Extract provided:
Protect Kids, Not Guns

Katherine Portillo, Photographer

In the year 2018 I was a freshman at Downey High School, there are not many details I remember about this year, however I do remember this was when I first became aware and fully comprehended what a school shooting was. Within the first 21 weeks of 2018, 23 mass school shootings had been recorded. 2018 was named “the worst year for US school shootings”. This for me, was when my anxiety about the topic first began.


Feb. 14th, 2018 started as any other Valentine’s Day in Parkland, Florida. It was the last period of the day as students of Stoneman Douglas Highschool were packing up when an ex student (who was expelled) entered campus and opened gunfire, ultimately killing 17 people and injuring many more. This had become the deadliest school shooting since Sandy Hook in 2007.


This was the first big school shooting I could remember. I had heard a few stories and read bits about Sandy Hook and Columbine however I never really looked into them too well. Finding out about Parkland, I was completely devastated, I remember coming home and my mother was glued to the TV, the headline read something along the lines of  “17 dead in mass shooting, suspect not in custody yet”


The next few days in school were very strange. No one really wanted to speak on the subject. however, everyone knew we needed to. This week was taught us how to handle this situation if it were us, as well as protocol. We watched many videos and practiced how to act if our school were to go on lockdown. As this is a very good, it was also very traumatizing for many students like myself. It really got me thinking about whether my school was next in line for a shooting. The following month, a nationwide “walk out” was scheduled for Mar. 14th, exactly a month after the incident, in protest of our current gun rights in America.

Tasks and exercises:
(a) In the essay on school shootings, how many people were killed in the Parkland shooting on Feb. 14th, 2018?
(b) Render this sentence from the essay on school shootings in Spanish: "The next few days in school were very strange."
(c) Pick up the personal essay on school shootings after its last sentence and write the next part in the same first-person voice.

Data supplied:
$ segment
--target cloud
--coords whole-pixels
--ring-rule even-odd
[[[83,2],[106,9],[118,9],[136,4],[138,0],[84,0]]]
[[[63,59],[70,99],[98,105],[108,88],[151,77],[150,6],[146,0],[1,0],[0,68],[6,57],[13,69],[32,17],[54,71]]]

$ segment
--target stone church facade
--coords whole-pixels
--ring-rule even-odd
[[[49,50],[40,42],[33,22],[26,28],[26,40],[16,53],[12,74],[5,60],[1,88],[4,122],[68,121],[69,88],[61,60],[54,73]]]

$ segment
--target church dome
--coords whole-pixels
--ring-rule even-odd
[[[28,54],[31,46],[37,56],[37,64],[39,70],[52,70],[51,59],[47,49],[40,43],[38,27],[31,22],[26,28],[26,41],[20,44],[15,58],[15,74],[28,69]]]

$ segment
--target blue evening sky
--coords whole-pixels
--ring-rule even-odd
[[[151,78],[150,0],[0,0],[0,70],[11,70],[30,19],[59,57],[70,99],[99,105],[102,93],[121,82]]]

Answers to the problems:
(a) 17 people were killed.

(b) Los días siguientes en la escuela fueron muy extraños.

(c)
After a school shooting happens, we often learn the gunman is mentally ill and has struggled with mental health issues in the past. The question of however is, how does this mentally ill person have access to any sort of gun? Why does it seem so easy purchase one? On June 16th, 2016, CNN put out an article about what things are more difficult than buying a gun. In this article they speak about how purchasing a gun is easier than adopting a puppy, getting a divorce, and getting a driver’s license.


Finishing my freshman year and following into my sophomore year my anxiety about a school shooting had increased tremendously. I was too scared to go to school most days, my parents had no other choice but to keep me at home these days and because of this,it started to affect my learning. The days I was still going to school, I was strategically picking where I sat, I would try to find a spot where I was not in full view from the door and had a very accessible hiding spot near me in case of an emergency. I would also never go to the restroom during class (no matter how bad I needed to) in case we were to go on lockdown while I was in the restroom. As well, I privately ask my teachers to lock the door and cover any spot that can be seen from outside the class.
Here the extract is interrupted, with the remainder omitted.